Problem to solve.
Every line of the records below should be restated exactly.

(Dataset entries)
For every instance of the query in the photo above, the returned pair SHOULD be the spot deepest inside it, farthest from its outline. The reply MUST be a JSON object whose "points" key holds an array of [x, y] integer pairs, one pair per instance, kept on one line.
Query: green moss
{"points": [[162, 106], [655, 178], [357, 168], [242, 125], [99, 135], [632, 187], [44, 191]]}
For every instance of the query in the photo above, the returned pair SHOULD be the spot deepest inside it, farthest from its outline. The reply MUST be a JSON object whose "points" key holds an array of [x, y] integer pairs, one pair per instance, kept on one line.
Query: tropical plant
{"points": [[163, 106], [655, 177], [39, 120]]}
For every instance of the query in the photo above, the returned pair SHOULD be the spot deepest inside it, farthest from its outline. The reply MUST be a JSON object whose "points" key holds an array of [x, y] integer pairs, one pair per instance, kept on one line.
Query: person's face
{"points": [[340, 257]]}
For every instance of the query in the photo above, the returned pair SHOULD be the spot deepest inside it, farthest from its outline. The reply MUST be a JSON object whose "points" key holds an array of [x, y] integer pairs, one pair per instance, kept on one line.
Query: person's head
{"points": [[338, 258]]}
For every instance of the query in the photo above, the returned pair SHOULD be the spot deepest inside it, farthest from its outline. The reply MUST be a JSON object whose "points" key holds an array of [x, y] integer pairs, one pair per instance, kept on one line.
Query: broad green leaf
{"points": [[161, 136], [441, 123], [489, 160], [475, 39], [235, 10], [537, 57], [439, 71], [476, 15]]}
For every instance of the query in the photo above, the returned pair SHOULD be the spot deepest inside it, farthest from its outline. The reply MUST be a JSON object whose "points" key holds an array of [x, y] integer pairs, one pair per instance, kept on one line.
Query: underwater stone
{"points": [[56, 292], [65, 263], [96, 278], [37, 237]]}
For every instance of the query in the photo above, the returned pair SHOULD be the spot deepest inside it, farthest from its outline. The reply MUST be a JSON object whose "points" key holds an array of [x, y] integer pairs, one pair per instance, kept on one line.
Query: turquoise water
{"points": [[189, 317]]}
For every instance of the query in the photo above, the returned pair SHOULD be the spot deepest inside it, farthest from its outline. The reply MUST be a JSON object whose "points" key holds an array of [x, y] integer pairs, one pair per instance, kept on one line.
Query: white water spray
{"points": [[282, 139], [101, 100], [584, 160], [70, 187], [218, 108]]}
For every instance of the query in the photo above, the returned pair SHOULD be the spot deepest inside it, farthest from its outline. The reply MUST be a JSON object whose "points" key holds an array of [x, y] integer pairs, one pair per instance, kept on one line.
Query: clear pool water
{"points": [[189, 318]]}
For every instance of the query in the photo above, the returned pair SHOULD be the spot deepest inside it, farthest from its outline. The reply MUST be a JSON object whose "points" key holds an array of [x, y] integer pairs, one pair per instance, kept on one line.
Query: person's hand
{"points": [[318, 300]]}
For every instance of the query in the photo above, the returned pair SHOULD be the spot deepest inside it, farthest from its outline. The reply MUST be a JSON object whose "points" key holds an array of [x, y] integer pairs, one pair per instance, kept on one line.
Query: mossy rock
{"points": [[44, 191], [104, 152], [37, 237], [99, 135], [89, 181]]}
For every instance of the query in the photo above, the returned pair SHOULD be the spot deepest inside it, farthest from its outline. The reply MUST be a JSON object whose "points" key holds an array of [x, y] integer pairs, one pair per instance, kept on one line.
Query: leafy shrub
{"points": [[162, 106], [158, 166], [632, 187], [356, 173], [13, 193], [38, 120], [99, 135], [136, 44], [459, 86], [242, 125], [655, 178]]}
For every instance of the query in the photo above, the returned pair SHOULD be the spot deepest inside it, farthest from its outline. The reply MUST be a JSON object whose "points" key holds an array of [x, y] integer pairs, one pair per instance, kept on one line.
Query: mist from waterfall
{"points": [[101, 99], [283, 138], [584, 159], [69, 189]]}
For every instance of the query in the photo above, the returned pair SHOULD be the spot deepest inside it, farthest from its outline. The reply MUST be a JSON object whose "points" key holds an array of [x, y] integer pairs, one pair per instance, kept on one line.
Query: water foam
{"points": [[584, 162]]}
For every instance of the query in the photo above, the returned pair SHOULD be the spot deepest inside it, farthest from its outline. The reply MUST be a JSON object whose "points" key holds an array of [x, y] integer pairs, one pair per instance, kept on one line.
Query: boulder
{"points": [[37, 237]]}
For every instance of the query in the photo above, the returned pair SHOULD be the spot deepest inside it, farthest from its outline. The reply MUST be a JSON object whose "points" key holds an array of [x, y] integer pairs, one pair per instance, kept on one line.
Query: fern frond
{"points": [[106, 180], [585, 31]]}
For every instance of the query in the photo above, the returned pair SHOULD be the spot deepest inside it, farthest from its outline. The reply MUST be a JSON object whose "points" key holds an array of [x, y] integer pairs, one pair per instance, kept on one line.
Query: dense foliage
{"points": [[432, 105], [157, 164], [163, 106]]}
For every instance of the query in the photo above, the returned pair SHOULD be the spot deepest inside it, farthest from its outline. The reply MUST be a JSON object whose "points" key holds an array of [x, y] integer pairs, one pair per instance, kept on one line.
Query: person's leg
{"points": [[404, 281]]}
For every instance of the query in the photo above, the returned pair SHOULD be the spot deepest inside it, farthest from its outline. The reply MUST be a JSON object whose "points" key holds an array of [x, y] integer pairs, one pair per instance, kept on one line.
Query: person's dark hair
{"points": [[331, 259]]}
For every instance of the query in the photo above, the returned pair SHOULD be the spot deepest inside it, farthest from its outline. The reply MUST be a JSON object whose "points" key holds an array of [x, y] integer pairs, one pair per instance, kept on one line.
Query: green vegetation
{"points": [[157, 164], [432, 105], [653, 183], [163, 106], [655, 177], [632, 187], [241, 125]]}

Solution to this exercise.
For every instance of the query in the photo above, the returned pair SHOULD be the spot deepest inside it, farthest from its outline. The reply MUST be a JSON object whose "points" key holds an array of [x, y] integer pairs, one pair per instance, kept on one line.
Query: green moss
{"points": [[162, 106], [655, 178], [357, 168], [242, 125], [99, 135], [632, 187], [44, 191]]}
For every instance of the query in the photo above, the returned pair SHOULD be the spot deepest inside it, farthest from its outline. The reply MUST be a JSON object whose "points" key holds an array of [x, y] integer pairs, one pair per instance, kept on one line.
Query: tropical plant
{"points": [[163, 106], [655, 177], [39, 120]]}
For every instance of the query in the photo above, the returned pair SHOULD be the spot deepest inside it, farthest from its outline. The reply MUST be a JSON object whose "points" key holds an array of [x, y] integer pairs, one pair per instance, kept on one line.
Query: person's face
{"points": [[340, 257]]}
For every instance of the query in the photo above, the returned pair SHOULD be the spot deepest inside it, farthest from its outline. The reply MUST be a JSON object whose "points" key holds an array of [x, y] integer pairs, one pair per instance, kept on one line.
Query: person's head
{"points": [[338, 258]]}
For every instance of the query in the photo above, the returned pair SHOULD be the spot deepest inside it, farthest from its outline. The reply MUST be a JSON object whose "points" key holds an array of [x, y] integer pairs, one pair per instance, kept on one line.
Query: broad green leaf
{"points": [[161, 136], [441, 123], [489, 160], [475, 39], [235, 10], [537, 57], [439, 71], [476, 15]]}
For every instance of the query in the photo above, the returned pair SHOULD be the spot deepest inside it, farthest from its outline. The reply MUST be a JSON object whose "points" key holds an array of [x, y] integer pairs, one pair per instance, kept on one line.
Query: underwater stone
{"points": [[56, 292], [65, 263], [96, 278], [37, 237]]}
For every instance of the query in the photo above, the returned pair SHOULD be the spot deepest inside it, farthest from its outline. The reply MUST be a JSON object whose "points" key holds an array of [x, y] integer pairs, one pair per instance, kept on one line.
Query: turquoise water
{"points": [[189, 317]]}
For every instance of the query in the photo above, the returned pair SHOULD be the spot deepest inside it, farthest from its outline. The reply MUST be a JSON object whose "points" key holds an array of [x, y] integer pairs, one pair per instance, kept on one line.
Query: white water spray
{"points": [[282, 139], [101, 100], [584, 160], [70, 187], [218, 108]]}
For every instance of the query in the photo above, the returned pair SHOULD be the spot deepest inside it, farthest from its outline. The reply MUST be a JSON object whose "points" key holds an array of [x, y] integer pairs, one pair per instance, kept on one line.
Query: clear pool water
{"points": [[189, 318]]}
For every instance of the query in the photo above, the returned pair SHOULD be the spot deepest inside it, farthest from its outline. The reply MUST be a JSON object whose "points" key holds an array of [x, y] integer pairs, one pair per instance, kept on one line.
Query: person's hand
{"points": [[318, 300]]}
For every instance of the query in the photo above, the returned pair SHOULD be the spot deepest inside it, farthest from its outline. The reply MUST be a JSON object whose "points" key holds an array of [x, y] integer pairs, one pair per instance, kept on one line.
Query: mossy rock
{"points": [[44, 191], [104, 152], [37, 237], [99, 135], [89, 181]]}
For every instance of the query in the photo above, the returned pair SHOULD be the spot deepest inside it, farthest from its outline. The reply MUST be a JSON object whose "points" key holds an array of [x, y] integer pairs, one pair per instance, kept on one line.
Query: leafy shrub
{"points": [[162, 106], [158, 166], [632, 187], [356, 173], [13, 193], [38, 120], [99, 135], [136, 44], [459, 86], [242, 125], [655, 178]]}
For every instance of the query in the photo above, the returned pair SHOULD be the spot deepest inside it, farthest from its outline. The reply MUST be a JSON object whose "points" key holds an array of [x, y] integer pairs, one pair per instance, kept on one line.
Query: mist from waterfall
{"points": [[101, 99], [283, 138], [584, 159], [69, 189]]}
For every instance of the query in the photo above, the returned pair SHOULD be the spot deepest inside it, farthest from its outline. The reply MUST be a JSON object whose "points" key holds an array of [x, y] integer pairs, one pair per instance, kept on one line.
Query: water foam
{"points": [[584, 162]]}
For every instance of the query in the photo above, the returned pair SHOULD be the spot deepest inside it, farthest from its outline. The reply MUST be a JSON object whose "points" key holds an array of [x, y] integer pairs, one pair per instance, kept on one line.
Query: boulder
{"points": [[37, 237]]}
For every instance of the query in the photo above, the returned pair SHOULD be the spot deepest inside it, farthest from its outline. The reply MUST be a JSON object whose "points" key holds an array of [x, y] integer pairs, one pair per instance, kept on one line.
Query: fern frond
{"points": [[106, 180], [585, 31]]}
For every instance of the query in the photo above, the returned pair SHOULD be the spot deepest inside it, farthest from its outline. The reply MUST be a JSON object whose "points" key holds an array of [x, y] integer pairs, one pair per instance, kept on one line.
Query: dense foliage
{"points": [[432, 105], [157, 164], [163, 106]]}
For every instance of the query in the photo above, the returned pair SHOULD be the spot deepest inside it, farthest from its outline. The reply MUST be a JSON object whose "points" key holds an array of [x, y] integer pairs, one pair per instance, kept on one line.
Query: person's leg
{"points": [[404, 281]]}
For every instance of the query in the photo above, the returned pair SHOULD be the spot deepest inside it, farthest from its outline. The reply MUST be a JSON object whose "points" key holds an array of [x, y] integer pairs, one pair per instance, kept on one line.
Query: person's dark hair
{"points": [[331, 259]]}
For every instance of the query in the photo above, the returned pair SHOULD be the spot deepest inside it, farthest from its outline. The reply MUST be a JSON object whose "points" key holds an array of [x, y] integer pairs, one pair per instance, kept on one line.
Query: green vegetation
{"points": [[157, 164], [432, 105], [653, 183], [163, 106], [655, 177], [632, 187], [241, 125]]}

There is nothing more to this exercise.